与那国島から海の向こうに見える台湾=与那国町

 与那国島と台湾の距離は111キロで、石垣島との127キロ、沖縄本島との509キロよりも近く、かつては一体的な生活圏を形成していた。日本―台湾の貿易ルートの拠点としての機能もあり、台湾との交流は与那国島繁栄の素地(そじ)となった。だが現在、経済的交流はほぼない。島は人口減少傾向にあり、町は台湾との交流を“復活”させることで、島の自立につなげたい考えだ。

 高速船事業は与那国島の祖納港か久部良港と台湾東部にある姉妹都市・花蓮を2~3時間程度で結ぶ構想。高速船による「ボーダーツーリズム(国境観光)」の実現で人的交流を進めた上で、将来的には医療や教育、産業面での施策につなげる展望を描く。

 一方で、高速船事業実現にはCIQ(税関、出入国管理、検疫)施設整備や、国際外航航路を運航できる船舶確保などの課題がある。町は実現に向けた条件整理や実証実験準備のため、20年度に「町国境交流結節点化推進事業」として事業費約4千万円を計上した。一括交付金を活用した。
══════════
**理解度の確認:**
a) 与那国島と台湾に関する本文のうち、「与那国島から海の向こうに見える台湾=与那国町」を含む語句で始まり「島の自立につなげたい考えだ。」で終わる部分を、「石垣島」を「西表島」に置き換えて書き直してください。
b) 与那国島と台湾に関する本文を二文で要約してください。
c) 与那国島と台湾を結ぶ高速船構想に関する本文を、最後の文の後から書き足してください。
この後の資料は本文とは別の出典から取ったものです。

収集データ
══════════
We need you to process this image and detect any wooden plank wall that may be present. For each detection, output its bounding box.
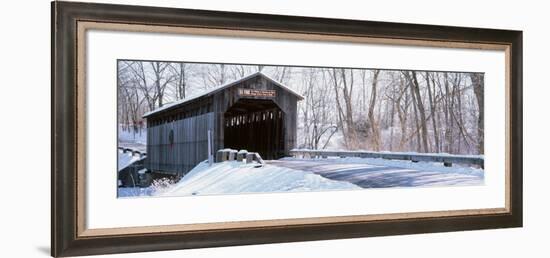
[212,76,298,155]
[146,112,214,175]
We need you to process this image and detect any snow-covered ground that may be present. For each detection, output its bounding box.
[119,161,361,197]
[268,158,484,188]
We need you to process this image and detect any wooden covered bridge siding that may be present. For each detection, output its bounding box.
[145,73,301,175]
[213,76,299,159]
[145,112,214,174]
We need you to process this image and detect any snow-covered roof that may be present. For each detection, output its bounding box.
[143,71,304,118]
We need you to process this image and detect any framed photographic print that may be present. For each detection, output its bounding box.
[52,1,522,257]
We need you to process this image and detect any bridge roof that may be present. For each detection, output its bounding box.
[143,71,304,118]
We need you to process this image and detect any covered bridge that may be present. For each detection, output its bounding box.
[143,72,303,175]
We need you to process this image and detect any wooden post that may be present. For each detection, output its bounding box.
[208,130,214,166]
[237,150,248,162]
[216,150,223,162]
[246,152,255,163]
[228,150,237,161]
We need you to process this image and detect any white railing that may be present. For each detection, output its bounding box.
[290,149,484,168]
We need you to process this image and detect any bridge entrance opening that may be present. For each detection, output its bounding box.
[224,99,285,159]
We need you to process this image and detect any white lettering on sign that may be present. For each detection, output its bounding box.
[239,88,276,98]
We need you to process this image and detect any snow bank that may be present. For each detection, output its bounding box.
[158,161,361,196]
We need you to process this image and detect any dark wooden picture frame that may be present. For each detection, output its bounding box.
[51,2,523,257]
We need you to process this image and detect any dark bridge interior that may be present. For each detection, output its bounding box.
[224,99,284,159]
══════════
**課題の解答:**
a)
与那国島から海の向こうに見える台湾=与那国町

 与那国島と台湾の距離は111キロで、西表島との127キロ、沖縄本島との509キロよりも近く、かつては一体的な生活圏を形成していた。日本―台湾の貿易ルートの拠点としての機能もあり、台湾との交流は与那国島繁栄の素地(そじ)となった。だが現在、経済的交流はほぼない。島は人口減少傾向にあり、町は台湾との交流を“復活”させることで、島の自立につなげたい考えだ。

b) 与那国島は台湾に近く、かつては一体的な生活圏を形成していたが、現在は経済的交流がほぼなく、町は交流を復活させて島の自立につなげたい考えだ。町は祖納港か久部良港と花蓮を高速船で結ぶ構想を描くが、CIQ施設整備や船舶確保などの課題があり、20年度に事業費約4千万円を計上した。

c)
 同事業では、コンサルタント会社に委託し、潮流などの海象調査や法的根拠・事務手続きの整理、市場調査のほか、実証実験で使う船舶の確保などを進める。11月30日には事業検討委員会の第1回会議が開催され、現状を確認した。

 町企画財政課の小嶺長典課長は「台湾との交流は何度も話が浮かんでは消え、浮かんでは消えた。課題はあるがクリアできると考えているので、今回はぜひとも実現し、可能ならば5年以内に定期航路化したい」と意気込んだ。